### Work required
Copy out the final stretch of the listing: the line that contains "the form (419,129)." and all lines after it, exactly as they appear.

(Part of a data file)
☆ ☆ ☆ ☆ ☆ ☆ ☆

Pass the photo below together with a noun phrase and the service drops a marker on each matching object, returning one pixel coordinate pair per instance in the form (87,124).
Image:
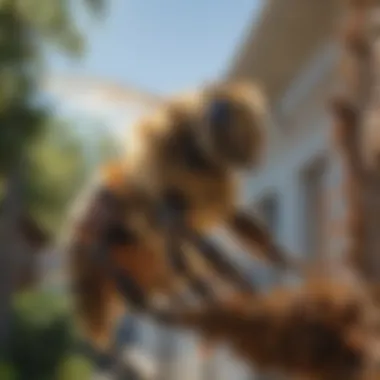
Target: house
(290,50)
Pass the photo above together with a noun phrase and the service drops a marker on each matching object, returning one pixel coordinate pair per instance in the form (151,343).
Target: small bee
(179,179)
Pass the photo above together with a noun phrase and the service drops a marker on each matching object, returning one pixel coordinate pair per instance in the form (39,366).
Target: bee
(178,180)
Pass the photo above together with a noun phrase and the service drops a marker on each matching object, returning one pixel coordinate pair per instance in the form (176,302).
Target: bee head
(233,124)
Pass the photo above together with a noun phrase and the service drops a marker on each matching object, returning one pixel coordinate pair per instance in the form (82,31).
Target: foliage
(43,340)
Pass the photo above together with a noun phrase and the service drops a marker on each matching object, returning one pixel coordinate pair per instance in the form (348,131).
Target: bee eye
(219,111)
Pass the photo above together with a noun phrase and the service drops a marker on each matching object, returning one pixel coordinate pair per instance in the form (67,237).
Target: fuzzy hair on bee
(176,182)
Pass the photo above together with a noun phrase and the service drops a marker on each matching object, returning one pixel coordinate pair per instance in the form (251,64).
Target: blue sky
(162,45)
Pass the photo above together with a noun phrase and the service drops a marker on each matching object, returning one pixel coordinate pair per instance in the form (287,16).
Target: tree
(24,35)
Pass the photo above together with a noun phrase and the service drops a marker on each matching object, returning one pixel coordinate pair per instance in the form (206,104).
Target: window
(268,210)
(313,210)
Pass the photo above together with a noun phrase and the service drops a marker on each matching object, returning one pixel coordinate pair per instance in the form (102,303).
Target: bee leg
(218,260)
(259,241)
(172,218)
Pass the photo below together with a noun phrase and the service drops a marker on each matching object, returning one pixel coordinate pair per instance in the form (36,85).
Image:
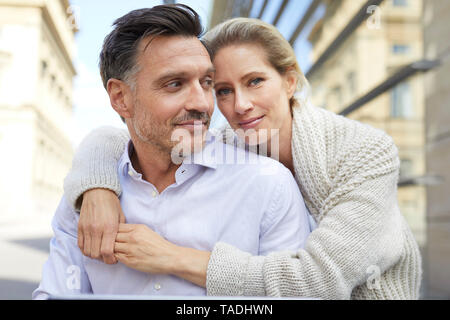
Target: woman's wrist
(191,265)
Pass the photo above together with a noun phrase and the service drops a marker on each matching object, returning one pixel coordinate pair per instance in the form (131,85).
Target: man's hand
(100,216)
(142,249)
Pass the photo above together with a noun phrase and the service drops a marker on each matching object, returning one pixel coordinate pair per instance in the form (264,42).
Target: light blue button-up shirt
(256,207)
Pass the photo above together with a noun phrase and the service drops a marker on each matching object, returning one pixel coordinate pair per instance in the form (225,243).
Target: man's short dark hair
(119,53)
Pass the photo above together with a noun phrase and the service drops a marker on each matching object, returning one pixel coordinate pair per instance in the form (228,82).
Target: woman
(347,173)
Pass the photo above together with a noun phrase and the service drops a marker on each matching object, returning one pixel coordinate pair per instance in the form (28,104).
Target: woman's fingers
(107,248)
(80,239)
(87,245)
(122,237)
(123,227)
(120,248)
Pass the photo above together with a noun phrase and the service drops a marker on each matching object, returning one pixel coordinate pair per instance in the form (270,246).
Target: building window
(401,101)
(406,168)
(400,3)
(44,68)
(351,82)
(401,48)
(336,94)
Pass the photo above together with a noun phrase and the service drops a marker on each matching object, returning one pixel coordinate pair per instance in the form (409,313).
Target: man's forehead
(163,49)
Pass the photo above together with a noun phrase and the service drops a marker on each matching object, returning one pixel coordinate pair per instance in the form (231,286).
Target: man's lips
(192,123)
(250,123)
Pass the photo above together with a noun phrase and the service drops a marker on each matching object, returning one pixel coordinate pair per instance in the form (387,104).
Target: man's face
(174,88)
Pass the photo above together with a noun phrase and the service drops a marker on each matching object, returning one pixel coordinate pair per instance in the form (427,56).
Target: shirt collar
(205,157)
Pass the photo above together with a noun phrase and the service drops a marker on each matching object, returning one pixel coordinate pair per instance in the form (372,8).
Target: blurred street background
(382,62)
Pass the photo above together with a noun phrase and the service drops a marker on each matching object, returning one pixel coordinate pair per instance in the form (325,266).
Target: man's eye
(174,84)
(223,92)
(208,83)
(256,81)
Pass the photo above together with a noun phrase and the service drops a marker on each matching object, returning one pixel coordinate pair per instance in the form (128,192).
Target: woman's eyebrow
(244,77)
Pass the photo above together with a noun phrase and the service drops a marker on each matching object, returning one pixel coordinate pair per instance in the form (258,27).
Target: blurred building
(382,62)
(370,54)
(437,97)
(36,71)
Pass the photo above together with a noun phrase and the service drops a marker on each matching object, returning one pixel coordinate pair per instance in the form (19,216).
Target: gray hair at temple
(118,58)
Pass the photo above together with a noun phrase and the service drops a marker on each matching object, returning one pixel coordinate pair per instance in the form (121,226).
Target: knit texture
(347,173)
(362,248)
(95,163)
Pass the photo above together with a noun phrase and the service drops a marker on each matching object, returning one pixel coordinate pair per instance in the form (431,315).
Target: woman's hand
(100,216)
(142,249)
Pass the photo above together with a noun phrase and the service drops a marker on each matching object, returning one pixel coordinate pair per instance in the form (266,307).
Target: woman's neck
(284,154)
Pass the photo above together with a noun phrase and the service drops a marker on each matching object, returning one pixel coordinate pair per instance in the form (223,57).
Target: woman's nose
(242,104)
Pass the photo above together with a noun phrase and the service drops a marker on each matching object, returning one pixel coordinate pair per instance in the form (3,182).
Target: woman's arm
(362,232)
(94,164)
(93,187)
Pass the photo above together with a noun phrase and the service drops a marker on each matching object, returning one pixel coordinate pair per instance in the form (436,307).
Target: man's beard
(150,131)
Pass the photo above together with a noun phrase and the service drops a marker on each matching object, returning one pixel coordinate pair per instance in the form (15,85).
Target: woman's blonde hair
(279,52)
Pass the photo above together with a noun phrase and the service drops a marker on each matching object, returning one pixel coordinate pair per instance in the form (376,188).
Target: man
(159,78)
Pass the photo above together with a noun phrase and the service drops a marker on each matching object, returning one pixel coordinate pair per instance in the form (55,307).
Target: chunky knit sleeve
(361,232)
(362,248)
(95,163)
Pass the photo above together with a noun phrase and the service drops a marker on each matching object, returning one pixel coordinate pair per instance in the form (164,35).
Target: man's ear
(291,82)
(121,97)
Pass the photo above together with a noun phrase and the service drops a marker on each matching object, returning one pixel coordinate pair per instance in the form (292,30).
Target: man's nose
(200,100)
(241,103)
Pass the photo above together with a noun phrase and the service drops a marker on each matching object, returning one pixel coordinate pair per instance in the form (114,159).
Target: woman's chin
(254,138)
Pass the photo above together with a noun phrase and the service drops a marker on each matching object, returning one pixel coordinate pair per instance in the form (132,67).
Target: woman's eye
(256,81)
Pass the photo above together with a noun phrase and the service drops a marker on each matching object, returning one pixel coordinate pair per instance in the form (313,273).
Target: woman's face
(251,94)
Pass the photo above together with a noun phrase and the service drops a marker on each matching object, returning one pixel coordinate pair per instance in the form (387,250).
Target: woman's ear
(291,79)
(121,97)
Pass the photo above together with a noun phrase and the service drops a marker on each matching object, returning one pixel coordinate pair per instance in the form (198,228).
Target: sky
(94,19)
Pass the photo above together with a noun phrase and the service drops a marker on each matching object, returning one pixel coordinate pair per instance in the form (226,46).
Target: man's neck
(154,164)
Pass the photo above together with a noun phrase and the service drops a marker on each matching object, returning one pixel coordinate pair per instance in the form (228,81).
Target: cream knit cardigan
(347,173)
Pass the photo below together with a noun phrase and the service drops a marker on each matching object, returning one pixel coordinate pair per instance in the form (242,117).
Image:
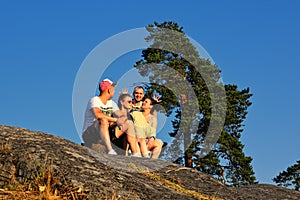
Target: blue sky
(254,43)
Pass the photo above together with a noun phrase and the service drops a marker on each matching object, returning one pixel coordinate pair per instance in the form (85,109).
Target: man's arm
(99,115)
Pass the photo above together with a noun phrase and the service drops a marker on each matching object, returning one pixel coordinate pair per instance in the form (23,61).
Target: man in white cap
(98,117)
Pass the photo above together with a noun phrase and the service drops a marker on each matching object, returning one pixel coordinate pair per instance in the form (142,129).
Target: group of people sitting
(130,124)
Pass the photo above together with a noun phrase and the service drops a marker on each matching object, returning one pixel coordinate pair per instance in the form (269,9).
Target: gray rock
(27,157)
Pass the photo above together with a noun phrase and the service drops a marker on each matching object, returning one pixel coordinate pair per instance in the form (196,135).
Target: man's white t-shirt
(95,102)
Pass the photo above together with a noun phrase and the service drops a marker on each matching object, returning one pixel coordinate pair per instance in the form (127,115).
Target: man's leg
(131,137)
(104,134)
(155,147)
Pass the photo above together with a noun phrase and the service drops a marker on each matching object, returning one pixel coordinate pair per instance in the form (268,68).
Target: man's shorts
(92,135)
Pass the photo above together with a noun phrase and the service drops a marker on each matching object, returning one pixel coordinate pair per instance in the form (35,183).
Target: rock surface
(31,159)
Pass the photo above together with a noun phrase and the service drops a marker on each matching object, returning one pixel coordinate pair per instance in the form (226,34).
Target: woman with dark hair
(125,105)
(145,125)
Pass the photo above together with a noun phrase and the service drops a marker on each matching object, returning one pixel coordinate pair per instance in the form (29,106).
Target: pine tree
(173,66)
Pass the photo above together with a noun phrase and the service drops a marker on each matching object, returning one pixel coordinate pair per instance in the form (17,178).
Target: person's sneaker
(112,152)
(136,155)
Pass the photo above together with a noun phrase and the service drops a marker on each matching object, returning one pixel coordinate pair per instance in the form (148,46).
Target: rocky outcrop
(36,161)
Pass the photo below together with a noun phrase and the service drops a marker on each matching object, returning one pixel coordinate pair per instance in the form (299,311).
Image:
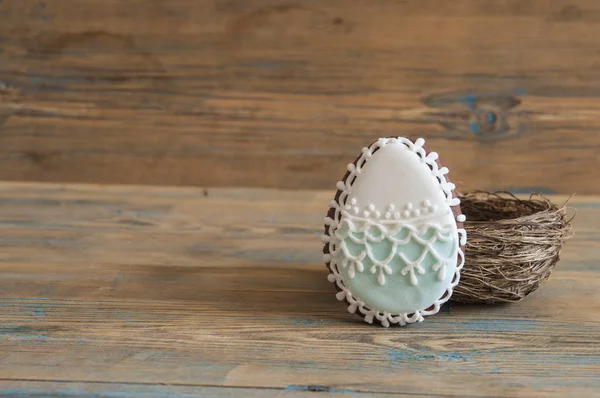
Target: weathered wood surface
(142,291)
(281,93)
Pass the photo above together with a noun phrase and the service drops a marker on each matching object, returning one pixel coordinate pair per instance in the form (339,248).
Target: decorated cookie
(394,234)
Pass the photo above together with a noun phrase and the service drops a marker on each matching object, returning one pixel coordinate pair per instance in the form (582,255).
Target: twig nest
(512,248)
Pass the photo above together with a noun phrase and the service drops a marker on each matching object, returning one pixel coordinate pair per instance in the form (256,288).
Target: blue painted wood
(223,293)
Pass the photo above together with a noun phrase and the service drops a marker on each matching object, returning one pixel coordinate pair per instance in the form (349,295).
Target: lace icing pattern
(360,232)
(334,243)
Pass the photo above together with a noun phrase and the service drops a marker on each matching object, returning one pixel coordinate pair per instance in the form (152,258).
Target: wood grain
(159,291)
(280,93)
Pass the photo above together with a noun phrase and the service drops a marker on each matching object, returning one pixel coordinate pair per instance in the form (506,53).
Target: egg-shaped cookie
(393,236)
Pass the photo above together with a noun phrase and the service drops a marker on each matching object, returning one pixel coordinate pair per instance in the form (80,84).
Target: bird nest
(512,246)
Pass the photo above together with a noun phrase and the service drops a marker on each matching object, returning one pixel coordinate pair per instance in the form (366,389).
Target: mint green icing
(397,294)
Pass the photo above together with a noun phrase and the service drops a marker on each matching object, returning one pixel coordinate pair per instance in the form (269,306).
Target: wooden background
(280,93)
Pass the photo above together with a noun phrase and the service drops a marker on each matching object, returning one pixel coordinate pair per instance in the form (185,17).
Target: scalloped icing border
(385,318)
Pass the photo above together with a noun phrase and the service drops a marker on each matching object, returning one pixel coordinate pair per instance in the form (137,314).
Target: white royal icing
(396,196)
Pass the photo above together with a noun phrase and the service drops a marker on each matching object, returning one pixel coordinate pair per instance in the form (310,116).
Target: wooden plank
(277,93)
(142,287)
(140,390)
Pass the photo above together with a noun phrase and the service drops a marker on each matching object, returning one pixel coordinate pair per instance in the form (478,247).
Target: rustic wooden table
(154,291)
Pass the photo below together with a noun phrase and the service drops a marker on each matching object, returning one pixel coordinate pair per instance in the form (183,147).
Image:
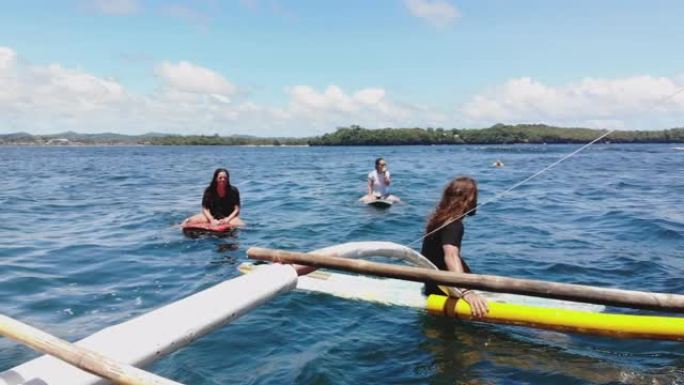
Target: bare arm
(452,258)
(207,214)
(235,213)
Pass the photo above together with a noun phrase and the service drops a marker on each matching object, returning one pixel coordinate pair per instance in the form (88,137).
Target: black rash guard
(452,234)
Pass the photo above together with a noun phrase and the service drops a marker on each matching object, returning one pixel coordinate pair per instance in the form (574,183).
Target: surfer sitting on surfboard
(379,181)
(444,231)
(220,203)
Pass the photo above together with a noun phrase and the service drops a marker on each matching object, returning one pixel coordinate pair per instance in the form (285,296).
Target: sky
(304,68)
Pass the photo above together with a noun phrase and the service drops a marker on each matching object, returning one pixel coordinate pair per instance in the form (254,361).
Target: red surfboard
(206,228)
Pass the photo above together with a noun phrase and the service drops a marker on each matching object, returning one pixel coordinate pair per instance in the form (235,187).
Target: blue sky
(299,68)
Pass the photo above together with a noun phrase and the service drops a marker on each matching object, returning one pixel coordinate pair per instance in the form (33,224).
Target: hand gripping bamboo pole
(80,357)
(571,292)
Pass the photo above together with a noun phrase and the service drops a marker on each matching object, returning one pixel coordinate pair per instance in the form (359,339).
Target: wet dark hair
(459,197)
(212,186)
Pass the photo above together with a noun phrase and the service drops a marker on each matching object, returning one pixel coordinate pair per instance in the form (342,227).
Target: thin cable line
(499,195)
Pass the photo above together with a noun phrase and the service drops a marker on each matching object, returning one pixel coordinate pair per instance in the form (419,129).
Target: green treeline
(359,136)
(216,140)
(497,134)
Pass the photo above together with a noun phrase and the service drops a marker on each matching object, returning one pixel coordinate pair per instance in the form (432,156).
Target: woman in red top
(220,203)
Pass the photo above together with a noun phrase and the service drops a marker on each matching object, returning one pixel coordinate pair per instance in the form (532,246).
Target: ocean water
(89,238)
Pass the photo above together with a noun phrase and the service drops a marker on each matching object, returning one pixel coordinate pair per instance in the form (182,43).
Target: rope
(499,195)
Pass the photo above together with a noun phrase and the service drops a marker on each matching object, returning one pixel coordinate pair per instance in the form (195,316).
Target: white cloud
(114,7)
(439,13)
(193,100)
(187,77)
(619,103)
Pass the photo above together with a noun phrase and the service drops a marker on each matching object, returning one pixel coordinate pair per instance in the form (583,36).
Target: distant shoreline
(359,136)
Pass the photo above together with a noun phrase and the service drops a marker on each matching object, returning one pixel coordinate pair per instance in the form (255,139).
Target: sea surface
(89,237)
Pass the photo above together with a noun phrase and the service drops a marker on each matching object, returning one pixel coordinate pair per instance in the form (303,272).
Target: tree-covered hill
(497,134)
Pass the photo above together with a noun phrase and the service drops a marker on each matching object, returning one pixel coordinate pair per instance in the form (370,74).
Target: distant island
(359,136)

☆ ☆ ☆ ☆ ☆ ☆ ☆

### Task response
Pass the photo above together with a noun phrase and the service drops a marker on each matching object, returning one pixel coordinate pair per instance in the form (419,129).
Target: green treeline
(359,136)
(216,140)
(497,134)
Pass the photo above together with a noun phrase and the service drops a marker on each matching object, returning one pixel coordinate pair per instance in the form (432,156).
Target: woman in red top
(220,203)
Pass the photo above together with a noun phrase and the service drops a marker on each matching object, returning one pixel coordinate pair per instance in the form (532,246).
Target: ocean water
(89,238)
Pass the photo above together with a noun phrase and the service drops a marker on each matching object, returning one pixel coordinate pair per instance in the form (182,43).
Target: rope
(499,195)
Pass the photo above together with a noun phrase and the service drops a marker on each matching object, returning one pixel coordinate pair per instance in the form (195,316).
Target: white cloud
(114,7)
(439,13)
(193,100)
(187,77)
(619,103)
Pass the photo above together with a noun phrase and the service drops a marker on each matching object, returning one pixel coordinate pair per instance in the form (583,36).
Target: distant shoreline
(359,136)
Pass the photo above together with a noun phrase and the service drops a marker on each matching object, returning one pixel coordinate pair per instance in the form (255,139).
Target: sea surface
(89,237)
Pass the photo above together with a noun phrase and the service drops a marker on each matching object, returning one pixel coordinate pair per instance in the form (303,272).
Target: tree-covered hill
(497,134)
Pass the photo above together with a noun phrase and the service drops a marker on each matching object, returning one pixel coordinate pair per instance in the form (370,74).
Target: distant island
(359,136)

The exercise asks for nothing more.